Auszug aus einem Datensatz:
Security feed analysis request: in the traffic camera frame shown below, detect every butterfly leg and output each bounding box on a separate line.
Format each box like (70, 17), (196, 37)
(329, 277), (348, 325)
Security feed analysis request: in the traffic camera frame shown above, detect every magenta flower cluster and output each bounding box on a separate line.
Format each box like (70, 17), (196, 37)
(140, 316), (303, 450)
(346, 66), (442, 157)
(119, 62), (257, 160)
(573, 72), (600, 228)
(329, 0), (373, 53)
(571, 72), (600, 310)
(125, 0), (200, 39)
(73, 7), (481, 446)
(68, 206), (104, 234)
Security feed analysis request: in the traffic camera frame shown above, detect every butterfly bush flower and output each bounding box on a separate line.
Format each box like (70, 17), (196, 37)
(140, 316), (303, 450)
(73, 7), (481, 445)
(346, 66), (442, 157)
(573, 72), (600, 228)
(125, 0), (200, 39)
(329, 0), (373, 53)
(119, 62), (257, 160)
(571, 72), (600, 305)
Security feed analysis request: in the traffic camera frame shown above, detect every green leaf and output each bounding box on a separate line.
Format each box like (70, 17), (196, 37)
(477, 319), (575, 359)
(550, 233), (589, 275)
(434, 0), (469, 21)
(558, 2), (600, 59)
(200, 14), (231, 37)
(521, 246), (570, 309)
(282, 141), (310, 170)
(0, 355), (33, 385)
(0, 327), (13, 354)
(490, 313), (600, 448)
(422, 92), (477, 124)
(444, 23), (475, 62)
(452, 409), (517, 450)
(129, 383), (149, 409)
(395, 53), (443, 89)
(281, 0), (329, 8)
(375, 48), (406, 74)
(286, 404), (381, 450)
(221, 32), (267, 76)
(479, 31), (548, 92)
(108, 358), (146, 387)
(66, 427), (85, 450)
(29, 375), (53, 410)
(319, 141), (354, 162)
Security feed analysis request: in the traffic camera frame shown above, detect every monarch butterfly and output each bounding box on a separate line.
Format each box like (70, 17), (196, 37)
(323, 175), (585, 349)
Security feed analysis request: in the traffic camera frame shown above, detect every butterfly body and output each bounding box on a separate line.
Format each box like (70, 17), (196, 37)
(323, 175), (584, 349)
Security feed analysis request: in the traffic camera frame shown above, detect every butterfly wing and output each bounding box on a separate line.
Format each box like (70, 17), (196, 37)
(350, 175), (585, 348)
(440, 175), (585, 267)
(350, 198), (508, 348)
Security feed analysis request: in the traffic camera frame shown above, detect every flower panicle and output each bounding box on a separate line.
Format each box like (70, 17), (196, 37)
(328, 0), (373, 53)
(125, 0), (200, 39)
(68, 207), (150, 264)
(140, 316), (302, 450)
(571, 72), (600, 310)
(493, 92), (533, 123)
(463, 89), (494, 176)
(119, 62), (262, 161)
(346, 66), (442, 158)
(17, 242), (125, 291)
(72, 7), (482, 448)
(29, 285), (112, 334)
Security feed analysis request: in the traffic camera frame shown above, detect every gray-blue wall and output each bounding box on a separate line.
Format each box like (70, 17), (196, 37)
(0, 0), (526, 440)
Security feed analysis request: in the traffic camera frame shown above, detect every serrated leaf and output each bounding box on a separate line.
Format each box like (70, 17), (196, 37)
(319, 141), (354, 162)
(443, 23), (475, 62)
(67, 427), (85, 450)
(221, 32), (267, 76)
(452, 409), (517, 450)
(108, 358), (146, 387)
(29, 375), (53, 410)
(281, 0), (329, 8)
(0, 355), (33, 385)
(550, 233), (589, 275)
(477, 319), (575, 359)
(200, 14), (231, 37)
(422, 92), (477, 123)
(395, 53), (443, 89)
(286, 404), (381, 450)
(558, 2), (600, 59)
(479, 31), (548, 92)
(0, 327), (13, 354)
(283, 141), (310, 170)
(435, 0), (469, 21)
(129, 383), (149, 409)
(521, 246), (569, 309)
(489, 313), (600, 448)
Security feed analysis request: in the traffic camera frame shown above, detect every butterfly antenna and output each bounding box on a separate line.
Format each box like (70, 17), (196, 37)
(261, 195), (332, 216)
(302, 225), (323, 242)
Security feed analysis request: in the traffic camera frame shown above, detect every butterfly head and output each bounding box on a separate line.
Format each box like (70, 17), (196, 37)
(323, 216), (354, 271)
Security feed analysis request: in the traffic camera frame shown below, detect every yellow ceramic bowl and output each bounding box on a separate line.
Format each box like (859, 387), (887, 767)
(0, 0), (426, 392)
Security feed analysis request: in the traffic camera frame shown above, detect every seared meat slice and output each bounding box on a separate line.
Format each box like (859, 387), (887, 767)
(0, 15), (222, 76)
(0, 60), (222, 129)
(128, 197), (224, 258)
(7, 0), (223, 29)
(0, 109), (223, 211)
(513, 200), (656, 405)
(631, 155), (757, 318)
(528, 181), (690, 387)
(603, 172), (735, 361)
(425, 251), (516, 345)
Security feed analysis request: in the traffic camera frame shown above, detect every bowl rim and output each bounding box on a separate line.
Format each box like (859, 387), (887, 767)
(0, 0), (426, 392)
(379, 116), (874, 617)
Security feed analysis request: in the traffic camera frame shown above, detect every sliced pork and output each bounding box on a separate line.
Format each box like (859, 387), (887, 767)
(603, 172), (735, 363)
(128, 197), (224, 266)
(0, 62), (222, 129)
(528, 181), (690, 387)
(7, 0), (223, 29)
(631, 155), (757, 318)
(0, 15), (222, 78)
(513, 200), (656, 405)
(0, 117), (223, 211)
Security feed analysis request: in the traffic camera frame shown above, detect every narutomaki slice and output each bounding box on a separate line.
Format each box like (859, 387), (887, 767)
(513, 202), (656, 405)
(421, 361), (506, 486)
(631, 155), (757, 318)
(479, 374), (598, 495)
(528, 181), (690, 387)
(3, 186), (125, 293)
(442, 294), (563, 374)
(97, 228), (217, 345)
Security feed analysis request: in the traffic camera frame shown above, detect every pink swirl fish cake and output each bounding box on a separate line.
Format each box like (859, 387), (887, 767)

Gestellte Aufgabe: Entnehmen Sie den obigen Datensätzen sämtliche Zeilen und geben Sie diese unverändert wieder.

Vollständige Antwort:
Security feed analysis request: in the traffic camera frame shown below, detect every butterfly leg and output each bounding box on a separate line.
Format each box like (70, 17), (196, 37)
(329, 277), (348, 325)
Security feed analysis request: in the traffic camera frame shown above, detect every magenta flower cluster and output each bounding box on a separate line.
Format each box like (70, 17), (196, 37)
(140, 316), (303, 450)
(346, 66), (442, 157)
(119, 62), (257, 160)
(573, 72), (600, 228)
(329, 0), (373, 53)
(571, 72), (600, 310)
(125, 0), (200, 39)
(73, 7), (481, 446)
(68, 206), (104, 234)
Security feed analysis request: in the traffic camera frame shown above, detect every butterfly bush flower and output each bounding box on a separate line.
Format each box like (70, 17), (196, 37)
(140, 316), (303, 450)
(73, 7), (481, 445)
(346, 66), (442, 157)
(573, 72), (600, 228)
(125, 0), (200, 39)
(329, 0), (373, 53)
(119, 62), (257, 160)
(571, 72), (600, 305)
Security feed analysis request: in the traffic camera frame shown above, detect every green leaf and output each bounding box on a separate line.
Format each box like (70, 17), (196, 37)
(477, 319), (575, 359)
(550, 233), (589, 275)
(434, 0), (469, 21)
(558, 2), (600, 59)
(200, 14), (231, 37)
(521, 246), (570, 309)
(282, 141), (310, 170)
(0, 355), (33, 385)
(0, 327), (13, 354)
(490, 313), (600, 448)
(422, 92), (477, 124)
(444, 23), (475, 62)
(452, 409), (517, 450)
(129, 383), (149, 409)
(395, 53), (443, 89)
(281, 0), (329, 8)
(375, 48), (406, 74)
(286, 404), (381, 450)
(221, 32), (267, 76)
(479, 31), (548, 92)
(108, 358), (146, 387)
(66, 427), (85, 450)
(29, 375), (53, 410)
(319, 141), (354, 162)
Security feed analysis request: in the traffic camera frame shown above, detect every monarch butterfly and output each bounding box on a separate line.
Format each box like (70, 17), (196, 37)
(323, 175), (585, 349)
Security feed analysis request: in the traffic camera frame shown above, detect every butterfly body and output each bounding box on a separate line.
Format each box like (70, 17), (196, 37)
(323, 175), (584, 349)
Security feed analysis request: in the traffic camera frame shown above, detect every butterfly wing and output each bounding box on a separate line.
Format each box like (70, 17), (196, 37)
(350, 175), (585, 348)
(440, 175), (585, 267)
(350, 198), (508, 348)
Security feed analysis request: in the traffic camera frame shown above, detect every flower panicle and output each bounding box on a separate line.
Format each box like (70, 17), (196, 37)
(328, 0), (373, 53)
(125, 0), (200, 39)
(68, 207), (150, 264)
(140, 316), (302, 450)
(571, 72), (600, 310)
(493, 92), (533, 123)
(463, 89), (494, 176)
(119, 62), (262, 161)
(346, 66), (442, 158)
(17, 242), (125, 291)
(72, 7), (482, 448)
(29, 285), (112, 334)
Security feed analysis request: in the traffic camera frame shown above, detect every gray-blue wall and output each bounding box on a separate line.
Format each box like (70, 17), (196, 37)
(0, 0), (526, 440)
Security feed analysis request: in the traffic camera frame shown above, detect every serrated leaf and output each bounding box on a separate line.
Format each box like (70, 17), (196, 37)
(319, 141), (354, 162)
(443, 23), (475, 62)
(67, 427), (85, 450)
(221, 32), (267, 76)
(452, 409), (517, 450)
(108, 358), (146, 387)
(29, 375), (53, 410)
(281, 0), (329, 8)
(0, 355), (33, 385)
(550, 233), (589, 275)
(477, 319), (575, 359)
(200, 14), (231, 37)
(422, 92), (477, 123)
(395, 53), (443, 89)
(286, 404), (381, 450)
(558, 2), (600, 59)
(479, 31), (548, 92)
(0, 327), (13, 354)
(283, 141), (310, 170)
(435, 0), (469, 21)
(129, 383), (149, 409)
(521, 246), (569, 309)
(489, 313), (600, 448)
Security feed analysis request: in the traffic camera frame shown above, detect every butterfly antenna and output each bounding box on a separate line.
Format each box like (70, 17), (196, 37)
(261, 195), (332, 216)
(302, 225), (323, 242)
Security feed analysis request: in the traffic camera frame shown above, detect every butterfly head and output each bounding box on a separate line.
Format each box like (70, 17), (196, 37)
(323, 216), (354, 271)
Security feed analysis request: in the traffic camera frame shown below, detect every yellow ceramic bowl and output each bounding box on a separate line.
Format each box like (859, 387), (887, 767)
(0, 0), (426, 392)
Security feed analysis request: in the traffic camera frame shown above, detect every seared meat slice and output each bounding box on a separate line.
Format each box like (859, 387), (887, 767)
(0, 15), (222, 76)
(0, 60), (222, 129)
(128, 197), (224, 258)
(7, 0), (223, 29)
(0, 109), (223, 211)
(513, 200), (656, 405)
(631, 155), (757, 318)
(528, 181), (690, 387)
(603, 172), (735, 361)
(425, 251), (516, 345)
Security feed analysis request: in the traffic camera frame shown above, detect every bowl rim and output each bounding box on a separate line.
Format each box like (859, 387), (887, 767)
(0, 0), (426, 392)
(379, 116), (874, 617)
Security feed analysis request: in the traffic camera frame shown above, detect every sliced pork and output each bounding box on a separate line.
Format each box like (859, 387), (887, 767)
(603, 172), (735, 363)
(128, 197), (224, 266)
(0, 62), (222, 129)
(528, 181), (690, 387)
(7, 0), (223, 29)
(631, 155), (757, 318)
(0, 15), (222, 78)
(513, 200), (656, 405)
(0, 117), (223, 211)
Security feed analysis request: in the traffic camera frame shown above, detect every narutomaki slice and output each bounding box on a separate line.
Format each box like (859, 387), (887, 767)
(513, 202), (656, 405)
(421, 361), (506, 486)
(631, 155), (757, 318)
(479, 374), (598, 495)
(528, 181), (690, 387)
(3, 186), (125, 293)
(442, 294), (563, 374)
(97, 228), (217, 345)
Security feed analysis request: in the traffic camera frame shown above, detect every pink swirl fish cake and output each bounding box on a separate line.
Format each box like (859, 387), (887, 767)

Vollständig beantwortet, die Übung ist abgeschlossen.